▶ **Records contained in a dataset**
/---
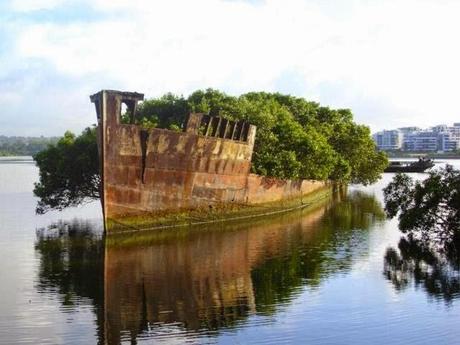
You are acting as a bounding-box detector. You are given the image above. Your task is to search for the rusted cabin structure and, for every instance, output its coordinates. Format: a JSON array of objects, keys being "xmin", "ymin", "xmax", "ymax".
[{"xmin": 91, "ymin": 90, "xmax": 326, "ymax": 232}]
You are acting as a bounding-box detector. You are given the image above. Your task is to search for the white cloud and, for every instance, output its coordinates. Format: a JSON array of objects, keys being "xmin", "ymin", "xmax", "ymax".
[
  {"xmin": 2, "ymin": 0, "xmax": 460, "ymax": 134},
  {"xmin": 11, "ymin": 0, "xmax": 69, "ymax": 12}
]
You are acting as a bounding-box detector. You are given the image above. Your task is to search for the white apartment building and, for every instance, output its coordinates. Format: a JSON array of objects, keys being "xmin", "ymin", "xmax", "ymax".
[
  {"xmin": 373, "ymin": 129, "xmax": 403, "ymax": 151},
  {"xmin": 373, "ymin": 123, "xmax": 460, "ymax": 152}
]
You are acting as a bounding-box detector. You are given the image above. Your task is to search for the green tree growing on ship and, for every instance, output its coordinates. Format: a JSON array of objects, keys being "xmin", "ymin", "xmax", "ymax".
[{"xmin": 34, "ymin": 89, "xmax": 388, "ymax": 213}]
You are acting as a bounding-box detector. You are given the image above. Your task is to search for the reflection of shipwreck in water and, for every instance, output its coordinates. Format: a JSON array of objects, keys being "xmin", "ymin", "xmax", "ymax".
[
  {"xmin": 35, "ymin": 189, "xmax": 385, "ymax": 344},
  {"xmin": 91, "ymin": 91, "xmax": 327, "ymax": 231}
]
\---
▶ **EXERCISE INSTRUCTIONS**
Edit every row above so that "bounding-box detector" becomes "object detector" and nothing else changes. Leave the pictures out of your version.

▶ **THE COMPLETED TASK**
You are acting as a object detector. You are given the image above. Your task is to search for the rusted cabin structure and, for every instance, output its coordinates. Format: a JSON array of objects, keys being "xmin", "ymin", "xmax", "ymax".
[{"xmin": 91, "ymin": 90, "xmax": 326, "ymax": 232}]
You are acting as a object detector. You are given the image above. Your task is to search for the white cloud and, for every instance, output its coordinates. Format: a JSON array of objects, keys being "xmin", "ymin", "xmax", "ymax".
[
  {"xmin": 2, "ymin": 0, "xmax": 460, "ymax": 134},
  {"xmin": 11, "ymin": 0, "xmax": 69, "ymax": 12}
]
You are acting as a object detector. You are given the image above. Your task is to search for the white apartment building and, for every instance, output its coordinates. Format: a JSON array of objects, keys being "xmin", "ymin", "xmax", "ymax".
[
  {"xmin": 373, "ymin": 129, "xmax": 403, "ymax": 151},
  {"xmin": 373, "ymin": 123, "xmax": 460, "ymax": 152}
]
You are acting as a object detector. You are given the image above. Your task is to search for the green tree growing on ship and, for every instance, output its coordinates. Format: a JSON array of objects, keys being "xmin", "ymin", "xmax", "ymax".
[{"xmin": 34, "ymin": 89, "xmax": 388, "ymax": 213}]
You are acting as a object detector. You are given the image above. Your task is to search for the reflection of shipwreck in water and, for every instance, output its coordinates. Format: a JSON array of objects, keys being "xmin", "ymin", "xmax", "ymax".
[
  {"xmin": 35, "ymin": 189, "xmax": 385, "ymax": 344},
  {"xmin": 91, "ymin": 91, "xmax": 327, "ymax": 231}
]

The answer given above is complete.